- [Directions]:
Swap every occurrence of "habitat tally" in the material below for "shoreline survey", leaving everything else unchanged. Leave the pictures out of your reproduction.

(Location identification entries)

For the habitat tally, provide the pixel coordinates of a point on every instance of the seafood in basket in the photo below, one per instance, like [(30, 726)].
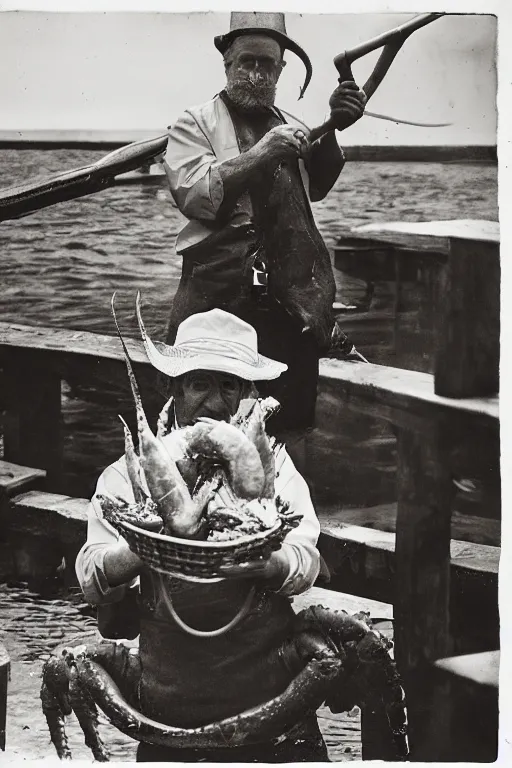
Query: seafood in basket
[(210, 483)]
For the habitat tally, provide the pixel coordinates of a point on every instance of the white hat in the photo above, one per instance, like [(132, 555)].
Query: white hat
[(211, 341)]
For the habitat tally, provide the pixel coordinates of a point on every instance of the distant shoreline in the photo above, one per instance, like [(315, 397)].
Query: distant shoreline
[(108, 140)]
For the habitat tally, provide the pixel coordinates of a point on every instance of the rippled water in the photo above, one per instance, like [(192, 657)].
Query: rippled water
[(60, 267)]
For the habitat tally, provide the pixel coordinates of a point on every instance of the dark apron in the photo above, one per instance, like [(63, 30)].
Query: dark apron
[(189, 681), (268, 227)]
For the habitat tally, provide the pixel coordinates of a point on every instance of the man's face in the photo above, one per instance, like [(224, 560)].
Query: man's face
[(207, 393), (253, 66)]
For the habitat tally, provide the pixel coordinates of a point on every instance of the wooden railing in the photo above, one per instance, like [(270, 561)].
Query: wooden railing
[(433, 582)]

- [Written solution]:
For the shoreline survey, provide the pixel coordinates of a point on every instance of the seafood in basket in the photo below, one per instance, like [(30, 726)].
Query: seafood in basket
[(210, 483)]
For the shoreline survey, provide the pixel coordinates of a point on every instance of the white hat in the photo above, one per instance, like [(132, 555)].
Query: white hat
[(211, 341)]
For the shoreline survey, provide the pixel coordinates of a point on every instance of the distant shoreline in the photo above, one per instance, like [(315, 397)].
Query: distant shoreline
[(108, 140)]
For the shoreline survey, provide the pixel coordinates of a point on every instance of the rippled water in the photo above, one per instance, like [(192, 657)].
Query: rippled water
[(60, 267)]
For the shoreline survey, provide the pixel coordinates of a point on every instance of the dark apron in the photo above, one per instance, like [(63, 30)].
Query: dark apron
[(189, 681), (268, 227)]
For the shoreline survey, provide the pixel coordinates of a point on every instance of the man's face in the photo above, one per instance, like [(224, 560)].
Query: man's face
[(207, 393), (253, 66)]
For the shoreline survey, provide the pixel coordinates of a point on every instance of the wooden railing in the photo above, one per instance, like [(270, 561)].
Query: wooden railing
[(433, 582)]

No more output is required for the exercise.